- [Extracted records]:

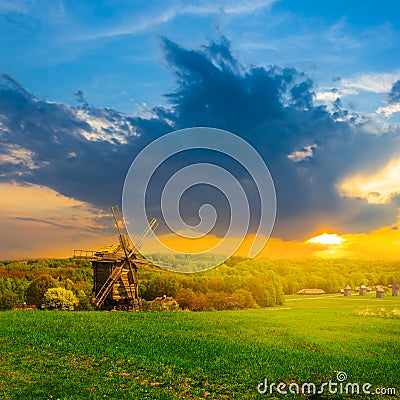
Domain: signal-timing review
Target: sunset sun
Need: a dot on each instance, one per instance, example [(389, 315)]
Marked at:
[(327, 239)]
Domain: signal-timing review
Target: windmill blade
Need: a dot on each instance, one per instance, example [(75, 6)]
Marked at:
[(150, 228)]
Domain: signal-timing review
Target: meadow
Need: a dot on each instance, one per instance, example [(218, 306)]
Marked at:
[(198, 355)]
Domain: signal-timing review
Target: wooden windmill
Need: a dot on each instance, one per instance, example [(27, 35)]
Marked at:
[(116, 284)]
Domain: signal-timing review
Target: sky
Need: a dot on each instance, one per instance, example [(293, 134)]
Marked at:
[(314, 87)]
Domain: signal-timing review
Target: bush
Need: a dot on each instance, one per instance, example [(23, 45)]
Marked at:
[(8, 300), (38, 287), (59, 299)]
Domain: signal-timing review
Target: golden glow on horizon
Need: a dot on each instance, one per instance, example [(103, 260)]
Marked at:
[(376, 188), (39, 222), (327, 239)]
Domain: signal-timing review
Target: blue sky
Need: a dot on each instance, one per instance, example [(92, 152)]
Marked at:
[(313, 86), (111, 50)]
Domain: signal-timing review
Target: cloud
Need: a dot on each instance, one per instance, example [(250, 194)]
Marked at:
[(394, 95), (371, 82), (151, 18), (377, 188), (393, 104), (84, 153)]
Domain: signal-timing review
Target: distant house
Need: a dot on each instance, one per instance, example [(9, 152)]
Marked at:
[(395, 289), (311, 291), (362, 291), (380, 292)]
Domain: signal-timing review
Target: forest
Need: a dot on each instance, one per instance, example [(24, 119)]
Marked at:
[(239, 283)]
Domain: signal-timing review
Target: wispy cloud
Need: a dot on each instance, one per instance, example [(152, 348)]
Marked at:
[(370, 82), (151, 20)]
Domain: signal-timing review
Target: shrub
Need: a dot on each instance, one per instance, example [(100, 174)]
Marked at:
[(38, 287), (59, 299), (8, 300)]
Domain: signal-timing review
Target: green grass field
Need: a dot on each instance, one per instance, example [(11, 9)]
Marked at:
[(187, 355)]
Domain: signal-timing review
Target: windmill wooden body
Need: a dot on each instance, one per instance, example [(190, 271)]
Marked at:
[(115, 282)]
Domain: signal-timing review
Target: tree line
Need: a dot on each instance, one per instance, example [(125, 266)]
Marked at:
[(238, 283)]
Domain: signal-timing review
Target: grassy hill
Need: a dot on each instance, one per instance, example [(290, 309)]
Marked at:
[(204, 355)]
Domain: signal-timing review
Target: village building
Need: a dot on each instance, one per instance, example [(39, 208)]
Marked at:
[(347, 290), (311, 291)]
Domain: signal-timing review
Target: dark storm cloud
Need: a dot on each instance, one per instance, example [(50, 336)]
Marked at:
[(271, 107)]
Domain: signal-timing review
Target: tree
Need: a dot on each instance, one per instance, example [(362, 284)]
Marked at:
[(59, 299), (38, 287)]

- [Objective]: Reproduce every line of the listing above verbatim, omitting the picture.

- [Written solution]:
Domain: signal-timing review
Target: sunset sun
Need: a dot on each instance, one per instance, example [(389, 315)]
Marked at:
[(327, 239)]
Domain: signal-timing review
Target: windmill blade
Need: a dot on each instance, one per instance, example [(75, 6)]
Marked at:
[(150, 228)]
Domain: signal-timing review
Target: meadow
Need: a dot on each instance, one per instance, example [(218, 306)]
Marked at:
[(198, 355)]
Domain: signal-timing review
Target: wooden windmill
Need: a dot on each instance, one per instance, example [(27, 35)]
Marked at:
[(116, 284)]
Domain: signal-timing review
Target: sky
Need: a dot on each instance, one per instance, example [(293, 134)]
Marked at:
[(314, 87)]
Domain: signal-timing review
Target: bush
Need: a dot on each instance, one per instance, example [(23, 45)]
Marked at:
[(8, 300), (38, 287), (59, 299)]
Domain: signal-timing review
Target: golden glow on horizon
Need: a dot on each instance, one per instance, example [(103, 260)]
Marked at:
[(376, 188), (39, 222), (327, 239)]
Domain: signal-timing review
Target: blue sky
Need: a dot on each instance, one per instance, example [(92, 152)]
Marked at:
[(313, 86), (111, 50)]
Domain: signal-timing review
Target: cloud
Need: a dot on each instance, one per instance, example [(250, 194)]
Marked at:
[(394, 95), (371, 82), (151, 18), (377, 188), (393, 104), (84, 153)]
Domain: signal-timing review
Target: distant house
Need: a dot on each instance, one per instance, example [(9, 152)]
Marked at:
[(395, 289), (311, 291), (362, 291), (380, 292)]
Domain: signal-timing review
Target: forest
Need: a dot on each instance, one per instance, example [(24, 119)]
Marked at:
[(239, 283)]
Domain: signal-timing review
Target: wispy cloud
Need: a dot on each instance, one per instance, example [(152, 348)]
Marked at:
[(370, 82), (151, 20)]
Domain: signal-timing review
Target: shrub
Need: a dot on each instance, one per instance, example [(100, 174)]
Marked at:
[(38, 287), (59, 299), (8, 300)]
Domain: signal-timing review
Target: green grass field
Need: a dot on each instance, one per instance, example [(11, 9)]
Marked at:
[(187, 355)]
Domain: signal-timing review
Target: windmill wooden body
Need: a dot on each instance, one per instance, example [(190, 271)]
Marked at:
[(115, 282)]
Domain: signal-timing review
Target: tree line
Need: a dot on each instance, one per instance, example [(125, 266)]
Marked at:
[(238, 283)]
Domain: signal-timing review
Target: grassy hill
Need: a dot on each instance, one per instance, example [(290, 309)]
Marked at:
[(204, 355)]
Domain: signal-timing review
Target: village building
Need: a dot on each instance, one per instance, example [(39, 208)]
Marked at:
[(347, 290), (311, 291)]
Domain: signal-timing review
Target: dark storm cloud
Need: a dot on each instance, one per instance, example [(50, 336)]
Marked at:
[(271, 107)]
Domain: signal-timing review
Target: tree
Need: a dot on each instance, one per instance, example [(362, 284)]
Marked at:
[(59, 299), (38, 287)]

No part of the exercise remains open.